§ TEXTO DE LEITURA
Foi o Erasmus em Barcelona, em 2021, que levou à criação da zine, disponível desde o início de Março. Joana e Catarina Batista, outra das fundadoras, conheceram um grupo de skaters chilenos que haviam criado uma revista. Ao mesmo tempo, eram convidadas pela equipa de uma revista de Barcelona para se juntarem quando iam fotografar. “Começou a fazer sentido juntar a curiosidade do skate, o facto de andar e gostar, com a fotografia, que também gostava, e o vídeo, em que elas [as restantes companheiras de equipa] são melhores do que eu.”
A influência dessa viagem é visível na zine: logo na primeira página, há uma homenagem a Catarina, que partiu a perna a skatar em Barcelona. Mais à frente, há textos e entrevistas que falam sobre a capital do skate, quase como um diário, acompanhado de registos fotográficos e apontamentos gráficos que a fazem transpirar a cultura de rua.
Mas a mensagem principal é logo anunciada no editorial. “Desde o dia em que começamos a pensar nisto, o nosso objectivo foi criar um espaço seguro para partilhar e desenvolver a comunidade feminina e não tradicional do skate em Portugal”, escrevem. Referem-se também à comunidade LGBT+, que tenta afirmar-se num mundo onde o protótipo é ainda o homem cisgénero heterossexual.

§ OBJETIVO
Copie na íntegra o texto sobre a zine de skate, sem alterar nada.

§ LINHAS DE DADOS
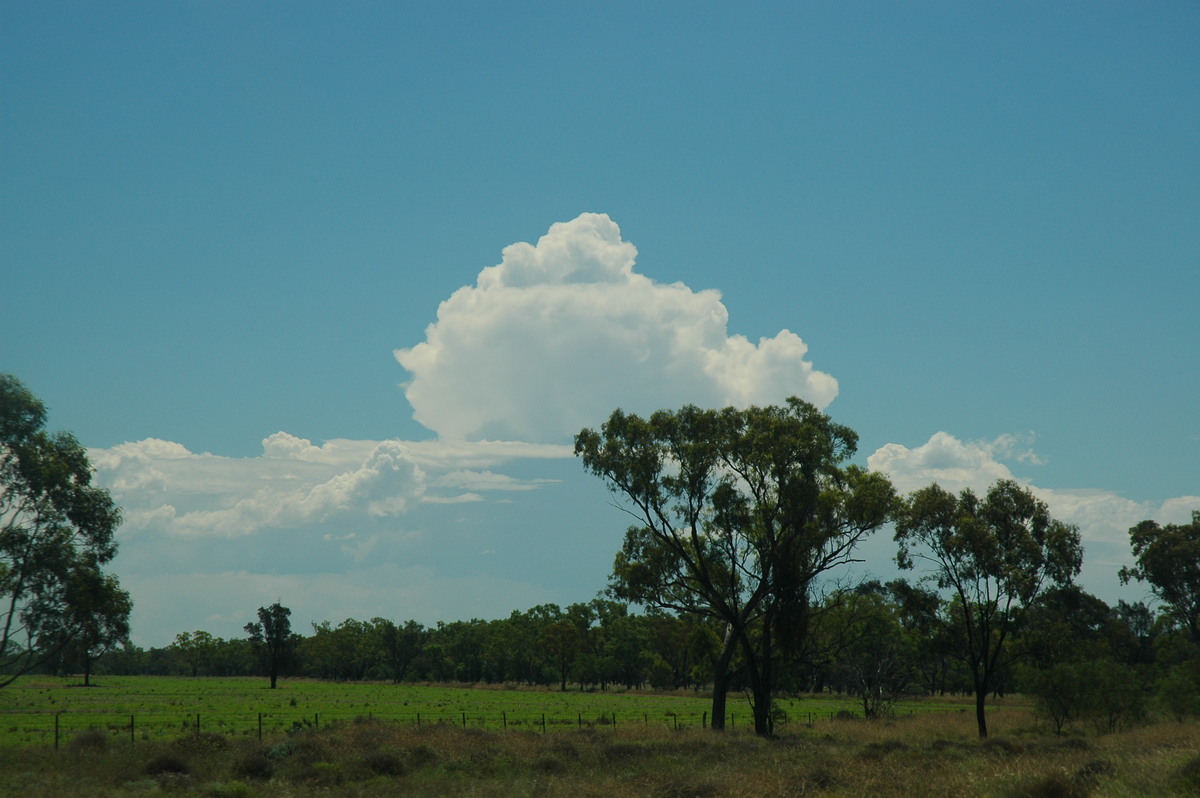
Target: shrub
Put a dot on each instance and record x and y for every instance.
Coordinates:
(1053, 785)
(166, 765)
(420, 756)
(1188, 777)
(93, 739)
(685, 790)
(255, 766)
(384, 763)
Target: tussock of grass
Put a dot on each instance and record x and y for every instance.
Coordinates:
(370, 757)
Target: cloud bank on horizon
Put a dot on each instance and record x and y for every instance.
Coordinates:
(561, 333)
(549, 341)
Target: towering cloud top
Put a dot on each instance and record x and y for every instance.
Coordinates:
(563, 331)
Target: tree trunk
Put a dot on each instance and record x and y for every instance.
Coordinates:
(721, 678)
(762, 687)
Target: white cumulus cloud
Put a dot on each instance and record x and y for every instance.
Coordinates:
(563, 331)
(1102, 516)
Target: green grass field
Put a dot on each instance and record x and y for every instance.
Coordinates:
(143, 708)
(367, 744)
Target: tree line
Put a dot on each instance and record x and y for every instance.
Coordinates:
(743, 522)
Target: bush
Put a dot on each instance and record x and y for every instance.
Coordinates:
(166, 765)
(1179, 691)
(384, 763)
(255, 766)
(93, 739)
(1188, 777)
(1053, 785)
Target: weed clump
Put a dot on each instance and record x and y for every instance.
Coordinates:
(203, 743)
(384, 763)
(1091, 773)
(166, 765)
(256, 766)
(685, 790)
(621, 751)
(880, 749)
(1001, 747)
(420, 756)
(93, 739)
(1053, 785)
(549, 765)
(1188, 777)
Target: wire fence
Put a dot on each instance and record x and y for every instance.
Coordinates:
(60, 729)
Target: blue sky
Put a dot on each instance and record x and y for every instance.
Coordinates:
(221, 221)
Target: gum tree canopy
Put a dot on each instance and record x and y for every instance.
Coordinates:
(1169, 558)
(55, 534)
(738, 513)
(995, 556)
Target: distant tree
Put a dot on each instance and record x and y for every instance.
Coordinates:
(874, 657)
(562, 642)
(195, 649)
(995, 556)
(1169, 558)
(399, 645)
(57, 533)
(99, 617)
(273, 640)
(738, 513)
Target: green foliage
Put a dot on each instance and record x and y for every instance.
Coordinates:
(1177, 694)
(273, 639)
(738, 514)
(994, 556)
(57, 532)
(1169, 558)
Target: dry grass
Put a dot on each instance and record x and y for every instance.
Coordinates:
(910, 756)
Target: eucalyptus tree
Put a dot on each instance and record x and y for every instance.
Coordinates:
(57, 533)
(1169, 558)
(994, 556)
(738, 513)
(273, 640)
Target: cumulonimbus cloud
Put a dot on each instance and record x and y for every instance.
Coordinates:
(562, 333)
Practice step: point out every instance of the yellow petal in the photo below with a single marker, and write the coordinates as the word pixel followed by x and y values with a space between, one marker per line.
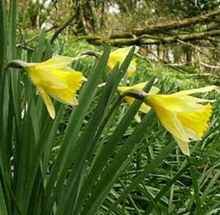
pixel 66 95
pixel 196 121
pixel 47 101
pixel 184 146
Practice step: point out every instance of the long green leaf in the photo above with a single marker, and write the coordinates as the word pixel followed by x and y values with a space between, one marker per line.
pixel 74 125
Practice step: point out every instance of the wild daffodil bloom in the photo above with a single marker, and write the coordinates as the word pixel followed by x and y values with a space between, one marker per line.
pixel 119 55
pixel 144 108
pixel 54 78
pixel 182 114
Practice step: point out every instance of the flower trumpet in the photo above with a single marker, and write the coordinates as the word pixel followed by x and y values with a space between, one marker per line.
pixel 53 78
pixel 182 114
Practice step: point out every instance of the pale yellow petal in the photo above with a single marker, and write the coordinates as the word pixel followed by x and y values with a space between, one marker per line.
pixel 47 101
pixel 67 95
pixel 170 121
pixel 196 121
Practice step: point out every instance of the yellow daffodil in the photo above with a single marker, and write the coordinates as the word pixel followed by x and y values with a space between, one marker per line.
pixel 54 78
pixel 119 55
pixel 144 108
pixel 182 115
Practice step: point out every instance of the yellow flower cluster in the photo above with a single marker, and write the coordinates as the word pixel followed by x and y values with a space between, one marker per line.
pixel 180 113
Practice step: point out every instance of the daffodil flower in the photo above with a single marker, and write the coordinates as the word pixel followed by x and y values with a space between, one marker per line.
pixel 54 78
pixel 144 108
pixel 182 114
pixel 119 55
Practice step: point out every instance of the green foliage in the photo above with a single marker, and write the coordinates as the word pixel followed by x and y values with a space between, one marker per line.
pixel 95 158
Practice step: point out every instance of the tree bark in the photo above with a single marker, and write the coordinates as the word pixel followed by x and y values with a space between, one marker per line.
pixel 148 39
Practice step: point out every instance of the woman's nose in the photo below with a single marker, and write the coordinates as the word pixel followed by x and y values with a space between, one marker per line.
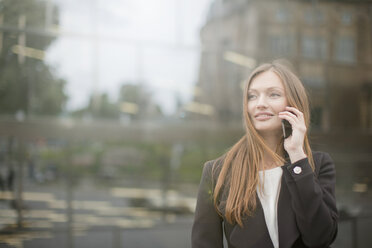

§ RESULTADO FINAL
Foi o Erasmus em Barcelona, em 2021, que levou à criação da zine, disponível desde o início de Março. Joana e Catarina Batista, outra das fundadoras, conheceram um grupo de skaters chilenos que haviam criado uma revista. Ao mesmo tempo, eram convidadas pela equipa de uma revista de Barcelona para se juntarem quando iam fotografar. “Começou a fazer sentido juntar a curiosidade do skate, o facto de andar e gostar, com a fotografia, que também gostava, e o vídeo, em que elas [as restantes companheiras de equipa] são melhores do que eu.”
A influência dessa viagem é visível na zine: logo na primeira página, há uma homenagem a Catarina, que partiu a perna a skatar em Barcelona. Mais à frente, há textos e entrevistas que falam sobre a capital do skate, quase como um diário, acompanhado de registos fotográficos e apontamentos gráficos que a fazem transpirar a cultura de rua.
Mas a mensagem principal é logo anunciada no editorial. “Desde o dia em que começamos a pensar nisto, o nosso objectivo foi criar um espaço seguro para partilhar e desenvolver a comunidade feminina e não tradicional do skate em Portugal”, escrevem. Referem-se também à comunidade LGBT+, que tenta afirmar-se num mundo onde o protótipo é ainda o homem cisgénero heterossexual.